* [What you should do]
Once the line containing "Objective: one point per instance of the vaulted" is located, output it and every line after it through the end of the records, exactly as written and nothing else.

[Saved entries]
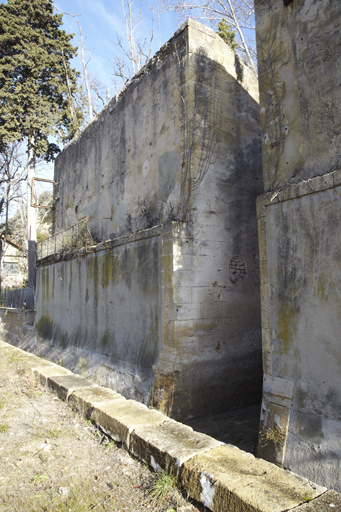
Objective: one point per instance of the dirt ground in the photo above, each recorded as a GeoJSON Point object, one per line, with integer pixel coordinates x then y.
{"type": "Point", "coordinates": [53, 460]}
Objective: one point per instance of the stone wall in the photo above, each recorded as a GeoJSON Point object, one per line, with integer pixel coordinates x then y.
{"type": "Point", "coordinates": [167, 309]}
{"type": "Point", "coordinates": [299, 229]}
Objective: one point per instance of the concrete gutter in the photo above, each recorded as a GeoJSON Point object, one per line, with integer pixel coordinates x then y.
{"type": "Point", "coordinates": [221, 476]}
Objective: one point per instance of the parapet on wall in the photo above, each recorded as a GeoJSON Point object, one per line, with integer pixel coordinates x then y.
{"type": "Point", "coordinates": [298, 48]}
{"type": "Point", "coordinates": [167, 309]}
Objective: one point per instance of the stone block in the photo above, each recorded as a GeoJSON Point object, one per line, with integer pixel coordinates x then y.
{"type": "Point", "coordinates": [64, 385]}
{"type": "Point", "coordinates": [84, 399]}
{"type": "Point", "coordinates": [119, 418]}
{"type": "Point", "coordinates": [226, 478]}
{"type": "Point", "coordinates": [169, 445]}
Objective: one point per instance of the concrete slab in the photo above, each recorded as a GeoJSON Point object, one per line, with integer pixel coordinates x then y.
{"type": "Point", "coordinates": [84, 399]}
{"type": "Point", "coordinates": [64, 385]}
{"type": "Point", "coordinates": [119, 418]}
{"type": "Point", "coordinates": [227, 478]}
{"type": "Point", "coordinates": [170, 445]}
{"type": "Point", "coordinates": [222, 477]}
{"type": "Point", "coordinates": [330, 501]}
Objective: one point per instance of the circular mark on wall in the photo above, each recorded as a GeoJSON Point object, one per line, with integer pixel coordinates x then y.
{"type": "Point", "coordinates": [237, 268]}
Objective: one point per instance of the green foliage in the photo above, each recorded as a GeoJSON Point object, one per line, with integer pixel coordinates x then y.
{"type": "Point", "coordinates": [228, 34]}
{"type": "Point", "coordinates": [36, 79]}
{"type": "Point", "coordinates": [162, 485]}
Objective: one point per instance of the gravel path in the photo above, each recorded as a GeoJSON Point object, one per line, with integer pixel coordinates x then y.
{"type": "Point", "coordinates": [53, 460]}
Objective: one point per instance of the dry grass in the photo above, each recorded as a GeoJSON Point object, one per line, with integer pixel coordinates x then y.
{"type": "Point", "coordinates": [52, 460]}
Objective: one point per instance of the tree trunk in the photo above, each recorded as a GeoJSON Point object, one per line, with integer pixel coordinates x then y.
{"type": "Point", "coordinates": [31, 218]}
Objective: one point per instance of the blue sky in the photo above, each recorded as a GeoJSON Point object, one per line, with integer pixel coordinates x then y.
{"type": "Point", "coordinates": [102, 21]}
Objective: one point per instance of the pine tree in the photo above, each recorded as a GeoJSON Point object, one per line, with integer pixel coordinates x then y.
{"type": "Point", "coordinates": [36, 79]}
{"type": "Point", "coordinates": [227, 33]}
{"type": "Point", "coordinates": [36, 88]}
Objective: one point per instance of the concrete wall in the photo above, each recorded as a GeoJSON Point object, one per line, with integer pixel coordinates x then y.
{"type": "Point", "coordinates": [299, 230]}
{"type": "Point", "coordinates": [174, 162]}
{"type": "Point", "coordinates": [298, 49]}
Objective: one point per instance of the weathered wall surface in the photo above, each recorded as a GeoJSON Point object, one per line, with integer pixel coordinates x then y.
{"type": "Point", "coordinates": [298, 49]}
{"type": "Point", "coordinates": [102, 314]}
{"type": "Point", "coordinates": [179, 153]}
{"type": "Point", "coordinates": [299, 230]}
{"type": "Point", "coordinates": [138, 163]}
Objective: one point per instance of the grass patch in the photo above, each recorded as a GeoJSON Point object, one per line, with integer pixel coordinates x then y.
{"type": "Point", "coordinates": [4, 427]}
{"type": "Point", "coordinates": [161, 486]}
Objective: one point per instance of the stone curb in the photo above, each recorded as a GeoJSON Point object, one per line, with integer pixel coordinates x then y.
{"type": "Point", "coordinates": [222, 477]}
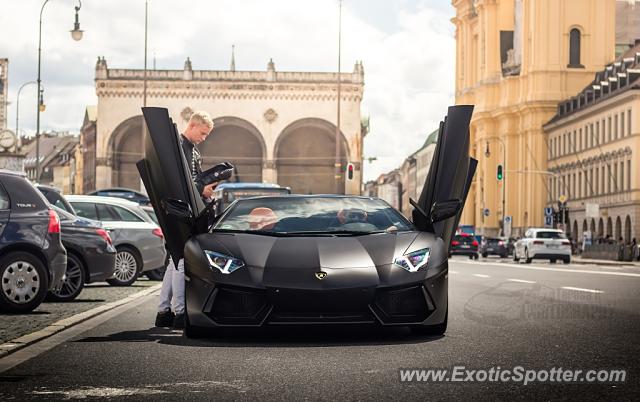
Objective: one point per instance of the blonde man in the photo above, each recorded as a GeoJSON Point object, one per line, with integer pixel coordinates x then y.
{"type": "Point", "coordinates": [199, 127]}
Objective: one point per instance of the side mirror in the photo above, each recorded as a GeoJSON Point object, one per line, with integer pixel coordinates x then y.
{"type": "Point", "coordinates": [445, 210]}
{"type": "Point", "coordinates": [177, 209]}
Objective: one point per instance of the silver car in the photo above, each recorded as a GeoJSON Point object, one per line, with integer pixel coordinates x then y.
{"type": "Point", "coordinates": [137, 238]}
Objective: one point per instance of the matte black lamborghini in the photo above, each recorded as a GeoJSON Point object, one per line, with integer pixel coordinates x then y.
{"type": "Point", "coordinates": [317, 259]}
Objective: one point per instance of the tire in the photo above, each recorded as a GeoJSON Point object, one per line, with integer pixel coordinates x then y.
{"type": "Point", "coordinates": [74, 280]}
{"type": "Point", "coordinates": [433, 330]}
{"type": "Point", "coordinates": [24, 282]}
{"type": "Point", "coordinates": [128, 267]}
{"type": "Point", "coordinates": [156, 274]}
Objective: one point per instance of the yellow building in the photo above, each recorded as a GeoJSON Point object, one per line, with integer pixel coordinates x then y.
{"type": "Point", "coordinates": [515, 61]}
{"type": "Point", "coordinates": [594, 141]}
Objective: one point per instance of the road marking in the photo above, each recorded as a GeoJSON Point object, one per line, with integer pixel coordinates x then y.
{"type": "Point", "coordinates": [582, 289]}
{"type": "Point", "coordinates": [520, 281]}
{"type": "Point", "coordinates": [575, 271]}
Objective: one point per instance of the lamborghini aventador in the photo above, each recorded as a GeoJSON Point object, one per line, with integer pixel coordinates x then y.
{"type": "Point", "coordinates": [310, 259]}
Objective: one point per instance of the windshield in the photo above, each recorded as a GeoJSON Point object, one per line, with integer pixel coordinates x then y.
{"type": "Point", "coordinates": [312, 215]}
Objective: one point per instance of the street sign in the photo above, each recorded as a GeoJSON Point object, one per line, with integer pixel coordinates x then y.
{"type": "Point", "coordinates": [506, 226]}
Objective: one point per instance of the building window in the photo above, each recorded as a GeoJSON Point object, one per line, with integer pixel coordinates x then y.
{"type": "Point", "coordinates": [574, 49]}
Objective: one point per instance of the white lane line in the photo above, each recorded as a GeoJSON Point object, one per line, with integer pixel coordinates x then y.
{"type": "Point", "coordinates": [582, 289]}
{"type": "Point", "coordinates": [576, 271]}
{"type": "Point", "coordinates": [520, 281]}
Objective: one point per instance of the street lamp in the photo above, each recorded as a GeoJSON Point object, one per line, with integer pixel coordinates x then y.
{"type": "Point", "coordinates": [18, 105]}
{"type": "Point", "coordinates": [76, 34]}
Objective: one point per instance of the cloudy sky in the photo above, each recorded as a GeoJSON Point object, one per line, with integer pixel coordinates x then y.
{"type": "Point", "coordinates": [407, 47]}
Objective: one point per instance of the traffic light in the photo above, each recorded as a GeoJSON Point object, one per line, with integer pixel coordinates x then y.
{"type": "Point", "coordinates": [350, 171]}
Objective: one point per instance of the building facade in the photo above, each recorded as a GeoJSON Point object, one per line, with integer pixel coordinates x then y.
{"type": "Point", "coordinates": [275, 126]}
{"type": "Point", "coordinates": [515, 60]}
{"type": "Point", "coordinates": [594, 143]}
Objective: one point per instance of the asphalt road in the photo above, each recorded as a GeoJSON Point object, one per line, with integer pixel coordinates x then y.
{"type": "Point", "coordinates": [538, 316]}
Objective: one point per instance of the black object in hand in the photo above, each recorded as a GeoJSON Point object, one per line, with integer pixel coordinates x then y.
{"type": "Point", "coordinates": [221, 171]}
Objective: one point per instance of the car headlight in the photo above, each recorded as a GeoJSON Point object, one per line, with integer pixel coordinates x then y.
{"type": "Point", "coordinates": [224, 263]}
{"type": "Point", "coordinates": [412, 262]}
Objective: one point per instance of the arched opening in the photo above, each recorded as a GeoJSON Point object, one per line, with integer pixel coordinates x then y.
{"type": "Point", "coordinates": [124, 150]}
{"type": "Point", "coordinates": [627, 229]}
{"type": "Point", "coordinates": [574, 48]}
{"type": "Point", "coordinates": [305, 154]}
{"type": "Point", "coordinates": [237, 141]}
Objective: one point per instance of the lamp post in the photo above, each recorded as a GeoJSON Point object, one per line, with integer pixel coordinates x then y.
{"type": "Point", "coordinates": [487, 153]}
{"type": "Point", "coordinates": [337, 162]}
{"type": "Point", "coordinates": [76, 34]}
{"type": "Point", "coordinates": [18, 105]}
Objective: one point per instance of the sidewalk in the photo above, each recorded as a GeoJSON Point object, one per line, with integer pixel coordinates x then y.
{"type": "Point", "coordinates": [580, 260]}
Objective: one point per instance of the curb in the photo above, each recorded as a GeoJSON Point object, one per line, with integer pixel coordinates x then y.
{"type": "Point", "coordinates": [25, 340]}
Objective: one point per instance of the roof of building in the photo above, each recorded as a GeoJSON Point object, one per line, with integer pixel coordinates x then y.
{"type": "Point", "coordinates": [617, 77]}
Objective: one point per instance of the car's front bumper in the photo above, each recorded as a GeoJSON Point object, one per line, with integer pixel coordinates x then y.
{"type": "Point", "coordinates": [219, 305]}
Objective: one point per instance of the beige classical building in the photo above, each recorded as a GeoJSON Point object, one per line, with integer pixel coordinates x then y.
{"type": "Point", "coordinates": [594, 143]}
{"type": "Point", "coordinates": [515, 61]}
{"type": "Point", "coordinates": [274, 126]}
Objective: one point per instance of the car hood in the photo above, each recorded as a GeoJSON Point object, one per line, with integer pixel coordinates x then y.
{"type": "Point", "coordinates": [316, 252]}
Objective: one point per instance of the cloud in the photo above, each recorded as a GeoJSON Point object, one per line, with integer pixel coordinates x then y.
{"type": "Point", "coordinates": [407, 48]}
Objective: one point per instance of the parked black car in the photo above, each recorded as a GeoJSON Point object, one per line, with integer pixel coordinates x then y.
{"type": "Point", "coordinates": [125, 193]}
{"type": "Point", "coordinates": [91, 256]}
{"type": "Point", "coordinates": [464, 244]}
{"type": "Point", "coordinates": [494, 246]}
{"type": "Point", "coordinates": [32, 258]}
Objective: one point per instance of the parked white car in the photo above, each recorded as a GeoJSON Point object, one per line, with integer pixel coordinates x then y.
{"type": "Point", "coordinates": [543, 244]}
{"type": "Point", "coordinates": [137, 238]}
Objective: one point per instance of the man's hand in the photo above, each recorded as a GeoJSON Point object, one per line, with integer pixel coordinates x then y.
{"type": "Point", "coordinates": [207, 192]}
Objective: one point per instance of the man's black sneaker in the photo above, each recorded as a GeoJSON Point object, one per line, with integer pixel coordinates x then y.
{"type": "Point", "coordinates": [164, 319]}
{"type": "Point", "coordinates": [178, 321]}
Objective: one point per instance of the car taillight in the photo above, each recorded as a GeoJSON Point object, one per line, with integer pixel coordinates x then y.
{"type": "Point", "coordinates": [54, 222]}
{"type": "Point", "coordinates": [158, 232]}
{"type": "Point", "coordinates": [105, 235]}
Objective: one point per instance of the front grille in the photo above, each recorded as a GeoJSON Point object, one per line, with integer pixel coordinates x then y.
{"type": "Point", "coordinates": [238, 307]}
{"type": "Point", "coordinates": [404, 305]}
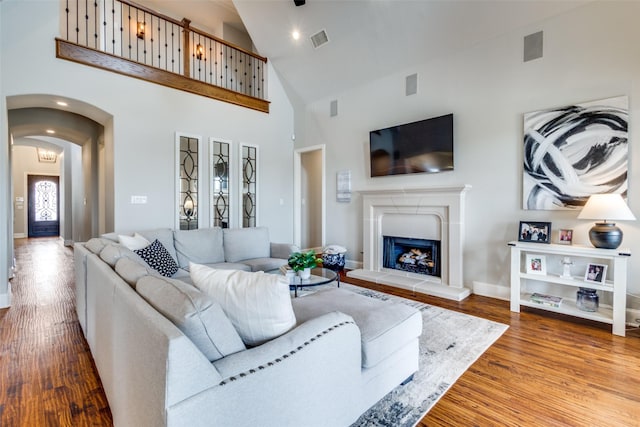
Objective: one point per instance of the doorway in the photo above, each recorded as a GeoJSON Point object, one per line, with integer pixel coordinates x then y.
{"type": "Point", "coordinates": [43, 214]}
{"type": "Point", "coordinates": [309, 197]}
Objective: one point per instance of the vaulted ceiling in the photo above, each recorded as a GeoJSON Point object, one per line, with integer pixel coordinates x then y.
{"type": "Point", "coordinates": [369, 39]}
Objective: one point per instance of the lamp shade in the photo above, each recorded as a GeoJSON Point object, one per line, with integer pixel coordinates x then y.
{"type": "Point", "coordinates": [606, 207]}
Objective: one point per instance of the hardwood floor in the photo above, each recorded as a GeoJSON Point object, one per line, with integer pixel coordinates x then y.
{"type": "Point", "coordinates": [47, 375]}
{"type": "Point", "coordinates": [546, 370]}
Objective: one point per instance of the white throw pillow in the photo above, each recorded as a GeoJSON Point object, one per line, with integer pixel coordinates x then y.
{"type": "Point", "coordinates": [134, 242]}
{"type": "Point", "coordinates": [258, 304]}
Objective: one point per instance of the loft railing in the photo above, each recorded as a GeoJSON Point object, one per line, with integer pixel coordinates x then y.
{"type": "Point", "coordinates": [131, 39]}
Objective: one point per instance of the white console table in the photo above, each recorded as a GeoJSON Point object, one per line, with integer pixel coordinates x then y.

* [Result of this task]
Objective: one point per instance of the vaulted ceiling in the photo above, each recorded as a GeoJSON Point object, one per line, with integer pixel coordinates x then y.
{"type": "Point", "coordinates": [369, 39]}
Objective: one point per instance of the lamp shade in the photo above, each recorded as a GeoJSON Point object, one per line, with integer pixel coordinates x then y.
{"type": "Point", "coordinates": [606, 207]}
Objective: one point per instance of the hardwood floor in the photo above, each recorded as a GeoJSON Point object, one per line, with integer pixel coordinates x then y.
{"type": "Point", "coordinates": [47, 375]}
{"type": "Point", "coordinates": [546, 370]}
Objective: one point per instance of the white throw pillow in the photo above, each recorded as a GeoJSON Point object, one per line, with integer pixel coordinates x then y.
{"type": "Point", "coordinates": [134, 242]}
{"type": "Point", "coordinates": [258, 304]}
Objective: one point per instance of the loft railing in the photo above, each recorded as a GeoJSON Point object, one per line, with integer pixel coordinates x then y.
{"type": "Point", "coordinates": [131, 39]}
Objective: one point per instance of the white console table in the photo above, each recorded as a GeoJSON Point object, one per line, with integer pixel coordinates x then y.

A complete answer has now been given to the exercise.